● SET EXERCISE
Locate the line that contains "Pin every instance of the bearded". Print it and every subsequent line through the final line of the records, exactly and only those.

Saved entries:
>>>>

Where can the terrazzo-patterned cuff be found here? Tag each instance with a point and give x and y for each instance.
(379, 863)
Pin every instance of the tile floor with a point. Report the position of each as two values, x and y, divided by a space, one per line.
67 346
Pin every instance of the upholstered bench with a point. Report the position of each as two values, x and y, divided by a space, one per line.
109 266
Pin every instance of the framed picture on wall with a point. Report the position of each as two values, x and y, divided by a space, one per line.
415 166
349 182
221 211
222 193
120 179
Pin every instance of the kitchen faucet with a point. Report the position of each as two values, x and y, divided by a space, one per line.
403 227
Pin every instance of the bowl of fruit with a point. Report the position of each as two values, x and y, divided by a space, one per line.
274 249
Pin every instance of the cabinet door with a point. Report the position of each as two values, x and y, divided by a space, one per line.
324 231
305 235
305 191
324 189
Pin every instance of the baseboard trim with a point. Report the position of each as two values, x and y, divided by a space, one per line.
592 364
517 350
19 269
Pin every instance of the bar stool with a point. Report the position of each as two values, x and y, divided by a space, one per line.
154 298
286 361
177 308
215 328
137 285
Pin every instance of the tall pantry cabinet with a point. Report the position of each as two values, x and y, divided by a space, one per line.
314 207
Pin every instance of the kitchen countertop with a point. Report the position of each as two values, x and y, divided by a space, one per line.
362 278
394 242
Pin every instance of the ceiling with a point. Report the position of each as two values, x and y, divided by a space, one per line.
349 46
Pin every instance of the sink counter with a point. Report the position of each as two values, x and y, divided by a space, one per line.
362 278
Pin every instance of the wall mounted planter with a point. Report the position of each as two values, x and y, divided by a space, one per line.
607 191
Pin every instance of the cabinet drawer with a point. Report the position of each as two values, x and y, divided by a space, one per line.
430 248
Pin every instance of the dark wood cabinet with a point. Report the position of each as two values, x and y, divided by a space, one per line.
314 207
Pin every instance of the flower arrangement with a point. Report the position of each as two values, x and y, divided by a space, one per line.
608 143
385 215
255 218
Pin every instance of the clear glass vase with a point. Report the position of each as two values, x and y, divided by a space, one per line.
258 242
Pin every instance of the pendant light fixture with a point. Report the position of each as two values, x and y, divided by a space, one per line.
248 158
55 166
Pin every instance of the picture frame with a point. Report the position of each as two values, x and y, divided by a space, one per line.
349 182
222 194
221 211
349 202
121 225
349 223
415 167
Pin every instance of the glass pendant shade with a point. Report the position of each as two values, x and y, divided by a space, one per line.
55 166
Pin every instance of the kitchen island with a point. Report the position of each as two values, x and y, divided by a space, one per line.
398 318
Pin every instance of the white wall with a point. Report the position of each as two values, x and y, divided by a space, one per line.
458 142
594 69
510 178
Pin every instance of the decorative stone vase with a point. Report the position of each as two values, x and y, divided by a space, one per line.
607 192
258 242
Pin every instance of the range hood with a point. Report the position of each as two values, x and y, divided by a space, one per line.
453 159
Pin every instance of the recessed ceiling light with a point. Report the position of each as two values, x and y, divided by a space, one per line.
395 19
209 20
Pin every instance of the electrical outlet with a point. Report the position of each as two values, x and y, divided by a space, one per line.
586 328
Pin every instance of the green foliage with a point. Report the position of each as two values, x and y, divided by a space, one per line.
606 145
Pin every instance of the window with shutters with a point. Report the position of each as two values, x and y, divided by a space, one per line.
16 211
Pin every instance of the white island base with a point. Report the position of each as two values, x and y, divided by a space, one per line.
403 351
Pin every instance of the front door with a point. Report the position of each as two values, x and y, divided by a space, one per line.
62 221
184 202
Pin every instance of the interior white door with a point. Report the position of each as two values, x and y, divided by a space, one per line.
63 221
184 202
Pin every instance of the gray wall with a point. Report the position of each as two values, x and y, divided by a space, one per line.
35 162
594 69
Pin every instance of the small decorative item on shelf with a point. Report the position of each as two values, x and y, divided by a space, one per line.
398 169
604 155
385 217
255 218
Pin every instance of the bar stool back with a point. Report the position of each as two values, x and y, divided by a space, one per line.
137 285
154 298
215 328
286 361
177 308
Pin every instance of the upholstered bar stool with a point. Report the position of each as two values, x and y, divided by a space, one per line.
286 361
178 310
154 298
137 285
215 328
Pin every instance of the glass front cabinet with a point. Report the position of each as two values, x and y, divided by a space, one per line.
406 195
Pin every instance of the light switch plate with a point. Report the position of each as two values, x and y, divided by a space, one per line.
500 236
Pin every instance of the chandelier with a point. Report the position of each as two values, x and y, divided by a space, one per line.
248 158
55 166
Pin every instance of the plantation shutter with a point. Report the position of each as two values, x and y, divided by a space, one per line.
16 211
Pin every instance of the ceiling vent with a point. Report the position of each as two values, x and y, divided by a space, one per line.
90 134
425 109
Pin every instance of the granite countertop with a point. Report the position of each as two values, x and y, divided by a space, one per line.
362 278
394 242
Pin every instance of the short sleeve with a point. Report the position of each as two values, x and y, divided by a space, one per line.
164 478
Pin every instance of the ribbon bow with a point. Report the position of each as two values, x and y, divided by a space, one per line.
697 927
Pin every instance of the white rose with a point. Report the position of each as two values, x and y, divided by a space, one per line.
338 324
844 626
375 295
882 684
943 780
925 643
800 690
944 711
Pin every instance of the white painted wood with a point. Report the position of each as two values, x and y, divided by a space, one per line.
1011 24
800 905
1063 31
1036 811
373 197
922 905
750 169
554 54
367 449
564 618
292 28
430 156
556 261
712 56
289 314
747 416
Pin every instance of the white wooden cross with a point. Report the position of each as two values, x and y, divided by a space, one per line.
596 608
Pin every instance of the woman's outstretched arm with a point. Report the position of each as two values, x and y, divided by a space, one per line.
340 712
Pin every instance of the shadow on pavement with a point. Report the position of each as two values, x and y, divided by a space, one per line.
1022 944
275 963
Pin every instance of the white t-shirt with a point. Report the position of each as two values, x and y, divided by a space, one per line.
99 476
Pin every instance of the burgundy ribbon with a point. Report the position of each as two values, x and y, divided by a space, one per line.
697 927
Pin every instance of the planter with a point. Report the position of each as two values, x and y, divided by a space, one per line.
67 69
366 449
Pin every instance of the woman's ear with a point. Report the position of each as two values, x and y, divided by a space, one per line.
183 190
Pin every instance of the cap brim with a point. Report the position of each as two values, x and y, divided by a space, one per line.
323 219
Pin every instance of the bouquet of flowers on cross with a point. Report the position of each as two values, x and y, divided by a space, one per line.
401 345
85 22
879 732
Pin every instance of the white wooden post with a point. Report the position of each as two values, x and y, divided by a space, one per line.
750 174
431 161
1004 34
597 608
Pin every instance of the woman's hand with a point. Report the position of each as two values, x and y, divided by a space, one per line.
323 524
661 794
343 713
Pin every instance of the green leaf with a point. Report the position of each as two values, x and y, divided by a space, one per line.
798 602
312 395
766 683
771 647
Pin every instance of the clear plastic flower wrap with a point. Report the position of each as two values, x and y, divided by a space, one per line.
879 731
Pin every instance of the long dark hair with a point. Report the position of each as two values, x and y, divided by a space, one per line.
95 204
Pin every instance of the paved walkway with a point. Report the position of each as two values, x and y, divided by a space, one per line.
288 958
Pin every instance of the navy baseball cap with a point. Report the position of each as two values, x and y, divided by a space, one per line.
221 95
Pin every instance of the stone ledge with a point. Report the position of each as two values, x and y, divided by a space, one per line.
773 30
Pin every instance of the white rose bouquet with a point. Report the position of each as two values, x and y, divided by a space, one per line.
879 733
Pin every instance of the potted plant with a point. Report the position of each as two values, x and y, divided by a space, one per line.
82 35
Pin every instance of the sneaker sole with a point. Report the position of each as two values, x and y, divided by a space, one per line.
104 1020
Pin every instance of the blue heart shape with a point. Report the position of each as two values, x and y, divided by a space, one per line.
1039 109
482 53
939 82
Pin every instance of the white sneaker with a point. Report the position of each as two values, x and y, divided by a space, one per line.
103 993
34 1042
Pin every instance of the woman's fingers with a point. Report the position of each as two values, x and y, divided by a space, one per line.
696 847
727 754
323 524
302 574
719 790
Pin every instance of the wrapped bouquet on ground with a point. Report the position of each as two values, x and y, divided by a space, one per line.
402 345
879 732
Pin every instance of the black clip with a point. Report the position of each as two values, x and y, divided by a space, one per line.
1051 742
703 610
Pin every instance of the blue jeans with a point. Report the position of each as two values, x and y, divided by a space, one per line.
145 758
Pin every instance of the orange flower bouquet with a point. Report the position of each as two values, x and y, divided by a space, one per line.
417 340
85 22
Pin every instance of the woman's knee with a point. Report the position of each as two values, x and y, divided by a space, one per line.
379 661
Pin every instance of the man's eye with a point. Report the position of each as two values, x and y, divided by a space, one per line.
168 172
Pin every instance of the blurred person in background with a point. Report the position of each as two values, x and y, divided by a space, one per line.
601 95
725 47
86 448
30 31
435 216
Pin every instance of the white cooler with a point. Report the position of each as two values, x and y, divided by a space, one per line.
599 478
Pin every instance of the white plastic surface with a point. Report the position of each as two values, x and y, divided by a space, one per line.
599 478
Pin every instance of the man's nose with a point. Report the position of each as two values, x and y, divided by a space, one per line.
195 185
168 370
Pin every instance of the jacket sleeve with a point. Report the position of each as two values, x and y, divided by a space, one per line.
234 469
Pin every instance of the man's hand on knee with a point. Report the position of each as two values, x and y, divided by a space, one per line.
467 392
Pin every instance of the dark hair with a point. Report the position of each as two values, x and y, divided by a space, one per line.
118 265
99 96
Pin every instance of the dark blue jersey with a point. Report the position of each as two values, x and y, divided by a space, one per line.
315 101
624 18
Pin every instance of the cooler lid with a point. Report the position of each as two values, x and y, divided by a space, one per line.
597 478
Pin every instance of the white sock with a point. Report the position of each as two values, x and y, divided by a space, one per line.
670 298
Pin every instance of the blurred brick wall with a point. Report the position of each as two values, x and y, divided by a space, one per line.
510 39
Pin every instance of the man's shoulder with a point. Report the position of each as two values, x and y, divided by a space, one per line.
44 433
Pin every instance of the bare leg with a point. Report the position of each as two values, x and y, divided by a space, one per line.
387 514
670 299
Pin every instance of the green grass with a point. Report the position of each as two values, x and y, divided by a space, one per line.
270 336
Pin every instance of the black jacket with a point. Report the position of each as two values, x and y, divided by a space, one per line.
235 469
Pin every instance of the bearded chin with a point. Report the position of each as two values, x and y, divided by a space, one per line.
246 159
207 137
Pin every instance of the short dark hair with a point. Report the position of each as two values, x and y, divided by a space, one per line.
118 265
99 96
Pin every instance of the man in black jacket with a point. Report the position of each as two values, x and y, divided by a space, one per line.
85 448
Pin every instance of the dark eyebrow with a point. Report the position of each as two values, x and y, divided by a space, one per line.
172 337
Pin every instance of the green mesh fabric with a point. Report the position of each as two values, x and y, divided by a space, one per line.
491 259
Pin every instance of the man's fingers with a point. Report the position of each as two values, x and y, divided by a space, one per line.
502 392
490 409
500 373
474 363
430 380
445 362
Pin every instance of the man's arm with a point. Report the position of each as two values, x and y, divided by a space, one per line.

<<<<

● EXERCISE RESULT
Pin every instance of the bearded chin with a point. Report the position of each as two values, x and y, divided by a space, one per line.
246 159
207 137
Pin every instance of the short dark hair with a point. Report the position of each as two values, x and y, divided by a space, one per line.
118 265
99 96
Pin every instance of the man in black jacket with a point. Report the position of each as two values, x and y, divided by a space, one per line.
85 448
Pin every instance of the dark eyebrow with a point. Report the position of each as two values, x and y, divided by a space, one per line.
172 337
Pin every instance of the green mesh fabric with a point. Report the position of each as two values, x and y, divided by a space, one per line.
491 259
Pin every instance of the man's fingers with a point. Report the position of each as two values, x and y, divided by a space, one per line.
502 392
490 409
500 373
474 363
430 380
445 362
Pin every instance of the man's arm with a point. Report the position of each as two values, x and y, divided by a space, one per line.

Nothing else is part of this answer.